TASK: Exactly as they appear, transcribe the entries and skip any pictures.

Collected data:
----------

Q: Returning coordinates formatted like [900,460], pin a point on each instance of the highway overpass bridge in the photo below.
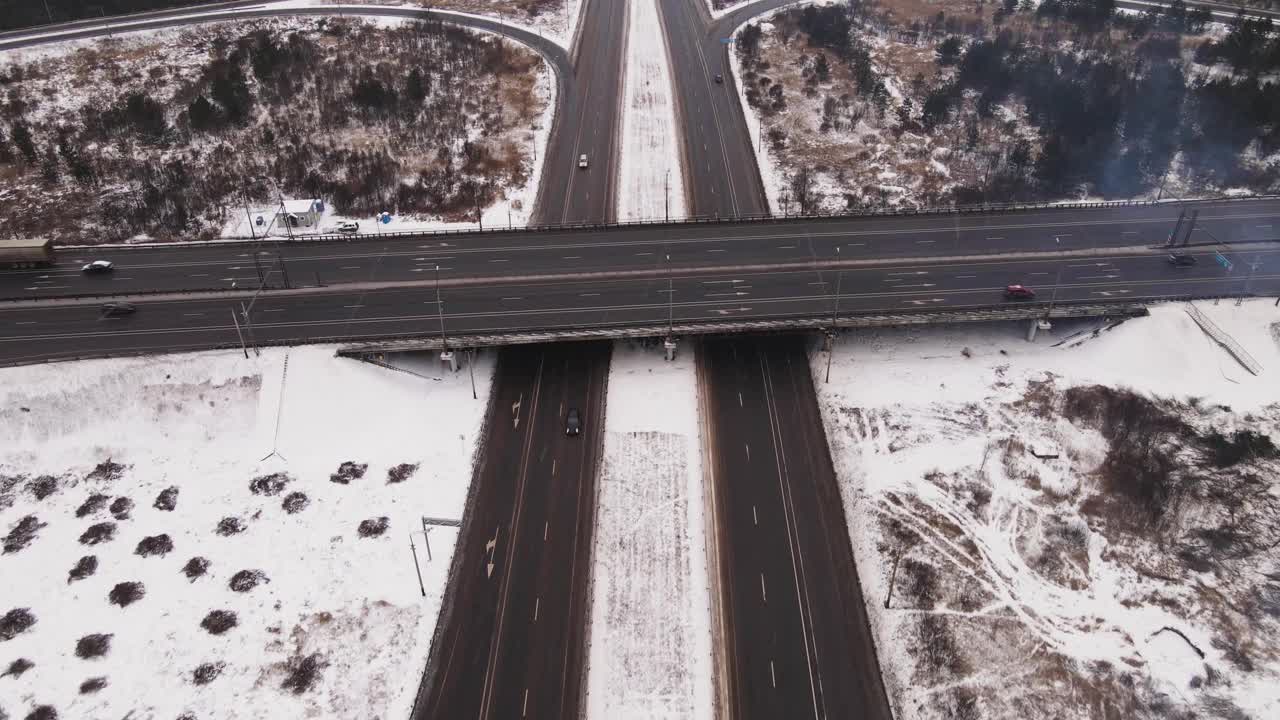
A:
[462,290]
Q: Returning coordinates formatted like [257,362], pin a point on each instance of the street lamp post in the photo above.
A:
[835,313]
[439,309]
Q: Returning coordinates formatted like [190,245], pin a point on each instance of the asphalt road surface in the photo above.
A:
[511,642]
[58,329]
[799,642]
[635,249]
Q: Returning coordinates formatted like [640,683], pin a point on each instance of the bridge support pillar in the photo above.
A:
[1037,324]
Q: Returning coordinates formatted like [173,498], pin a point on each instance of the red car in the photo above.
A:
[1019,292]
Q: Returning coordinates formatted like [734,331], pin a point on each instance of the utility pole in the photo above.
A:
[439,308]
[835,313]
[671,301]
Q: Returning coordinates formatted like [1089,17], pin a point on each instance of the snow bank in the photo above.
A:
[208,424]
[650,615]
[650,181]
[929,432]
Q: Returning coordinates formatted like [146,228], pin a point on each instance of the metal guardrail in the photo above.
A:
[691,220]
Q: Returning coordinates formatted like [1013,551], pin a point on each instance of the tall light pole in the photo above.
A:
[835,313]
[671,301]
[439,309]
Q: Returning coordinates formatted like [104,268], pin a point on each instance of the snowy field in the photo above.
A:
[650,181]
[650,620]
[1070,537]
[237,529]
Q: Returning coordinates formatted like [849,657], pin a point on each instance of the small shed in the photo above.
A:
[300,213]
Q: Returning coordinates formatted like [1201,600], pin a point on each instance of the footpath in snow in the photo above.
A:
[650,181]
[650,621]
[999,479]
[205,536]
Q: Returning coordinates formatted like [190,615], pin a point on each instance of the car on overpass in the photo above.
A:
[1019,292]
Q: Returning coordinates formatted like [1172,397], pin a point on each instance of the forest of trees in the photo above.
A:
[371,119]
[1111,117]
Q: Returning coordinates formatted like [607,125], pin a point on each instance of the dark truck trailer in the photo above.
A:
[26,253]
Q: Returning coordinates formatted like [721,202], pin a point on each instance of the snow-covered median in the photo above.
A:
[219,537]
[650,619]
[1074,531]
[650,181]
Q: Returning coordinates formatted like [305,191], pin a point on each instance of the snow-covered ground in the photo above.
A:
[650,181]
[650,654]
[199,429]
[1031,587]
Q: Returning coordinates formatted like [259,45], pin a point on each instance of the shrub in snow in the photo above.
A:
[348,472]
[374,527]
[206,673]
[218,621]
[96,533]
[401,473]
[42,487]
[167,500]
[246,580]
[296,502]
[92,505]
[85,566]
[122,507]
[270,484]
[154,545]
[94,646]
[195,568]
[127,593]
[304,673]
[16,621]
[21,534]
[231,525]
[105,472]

----------

RESULT:
Q: Returning coordinates formatted like [900,460], pin a point on each instance of the highway overpass bridge in the photo below.
A:
[462,290]
Q: Returning coordinates formatted like [257,362], pin a point on each instance of the street lamp post in the photo above.
A:
[835,313]
[439,309]
Q: Returning coordinates formatted like [190,245], pin a point on each instance of the asphalt road surface in the photo above.
A:
[511,642]
[58,329]
[799,642]
[635,249]
Q: Returning coordinates formatted like [640,683], pin a point on each instance of the bridge support pillar in the photo above.
A:
[1037,324]
Q: Returning coordinates formatted like [173,498], pin a point on each instance of the red car in the photo above.
A:
[1019,292]
Q: Returning coordinates formatted like [734,331], pin a point on each instance of the utility pole in the photo above.
A:
[439,308]
[835,313]
[671,301]
Q: Returning coordinates formatted like [1089,17], pin a point on each instance of the snow bank in the photo above.
A:
[208,424]
[650,615]
[650,181]
[929,432]
Q: Returning coordinates formatted like [146,228], pin a point on each instance of the metal guardrail in the photo above.
A:
[691,220]
Q: Returning coordinates formatted like [1013,551], pin a point on each instance of the tall light pole in the photo above.
A:
[835,313]
[671,301]
[439,309]
Q: Returning coordinates formatted like [104,268], pin a point on each instance of the snowy field in the photo above.
A:
[650,181]
[650,620]
[1070,537]
[237,529]
Q: Returning coordinates formatted like [849,657], pin a point on each instance of the small shed in the photo above.
A:
[300,213]
Q: Returning coordinates formatted like [1201,600], pin a point on each instance of the footpath in snow in the photo above.
A:
[650,181]
[650,621]
[999,479]
[205,536]
Q: Returning coordinates formatted like [190,615], pin a point on each instance of the car on overpass in the photo above.
A:
[1019,292]
Q: Returning coordinates formatted like [1172,397], pin a point on each instance of the forest of trees in the photo above.
A:
[371,119]
[1111,117]
Q: Returning coordinates formatted like [607,125], pin a point on each instance of the dark truck trailer in the photo above.
A:
[26,253]
Q: Returning coordinates formatted like [721,202], pin a point on each instance of the snow-covered median in the photo above.
A:
[219,537]
[650,619]
[1074,531]
[650,181]
Q: Returning coordinates formatted like [305,191], pin a point on each instance of the snow-covered ground in the photo above.
A:
[650,181]
[650,654]
[199,429]
[1031,587]
Q: Returning coordinates formatted like [259,45], pin a point on each instance of the shrub in snow in the photo above.
A:
[348,472]
[374,527]
[206,673]
[218,621]
[96,533]
[401,473]
[42,487]
[167,500]
[246,580]
[296,502]
[92,505]
[85,566]
[122,507]
[270,484]
[154,545]
[94,646]
[195,568]
[127,593]
[304,673]
[16,621]
[21,534]
[231,525]
[105,472]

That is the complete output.